**Text under study**
A member of the Knight-sorcerers who tries to flirt with Mélie, tricked into working for the baron-merchants. Following the battle with the Inquisition, de Gulis is jailed for suspicion of conspiracy.
- Sagramore (サグラモール, Saguramōru)

An old classmate of Ocoho's, tricked into working for the baron-merchants. Murdered by Mordred following the former's betrayal.
- Myrddin / Myr (ミル, Myr)

A pixie/human hybrid who lives at Caislean Merlin. He has the ability to see and control the flow of Fantasia around. He is married to Jill.
- Yggdrajill / Jill (ジル, Jiru)

Wife of Myr and daughter of Yggdrasil, Yggdrajill, or Jill for short, is a giant dryad who helps teach Seth how to control his inner darkness. Together with Myr, she had children due to be born. Following her death though, Queen Boudica volunteered to carry Myr and Jill's children, becoming their surrogate mother.
- Diabal

A boy with two horns like Seth.
- Triton
A man who like Seth and Diabal, has two horns.

**Things to do**
A. Write out the stretch of the character list above from "Wife of Myr" through "their surrogate mother.", reproducing it verbatim.
B. Render the following sentence from the character list above into Spanish: "Following the battle with the Inquisition, de Gulis is jailed for suspicion of conspiracy."

**Entries shown**
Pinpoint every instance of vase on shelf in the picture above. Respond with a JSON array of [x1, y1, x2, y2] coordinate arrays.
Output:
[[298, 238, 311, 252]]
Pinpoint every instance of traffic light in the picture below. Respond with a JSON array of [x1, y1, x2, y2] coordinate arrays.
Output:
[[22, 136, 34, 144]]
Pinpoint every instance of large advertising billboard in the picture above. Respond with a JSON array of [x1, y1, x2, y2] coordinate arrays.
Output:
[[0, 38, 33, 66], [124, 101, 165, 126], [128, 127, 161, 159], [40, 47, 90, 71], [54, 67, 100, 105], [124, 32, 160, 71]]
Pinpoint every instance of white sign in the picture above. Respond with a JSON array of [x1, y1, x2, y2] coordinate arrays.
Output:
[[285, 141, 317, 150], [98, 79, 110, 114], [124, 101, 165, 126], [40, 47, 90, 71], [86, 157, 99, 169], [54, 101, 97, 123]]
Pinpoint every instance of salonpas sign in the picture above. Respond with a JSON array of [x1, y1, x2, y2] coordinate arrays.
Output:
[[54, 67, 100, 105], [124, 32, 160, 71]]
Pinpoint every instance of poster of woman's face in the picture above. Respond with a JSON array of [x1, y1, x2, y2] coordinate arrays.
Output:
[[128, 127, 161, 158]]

**Answers for this exercise**
A.
Wife of Myr and daughter of Yggdrasil, Yggdrajill, or Jill for short, is a giant dryad who helps teach Seth how to control his inner darkness. Together with Myr, she had children due to be born. Following her death though, Queen Boudica volunteered to carry Myr and Jill's children, becoming their surrogate mother.

B. Tras la batalla con la Inquisición, de Gulis es encarcelado por sospecha de conspiración.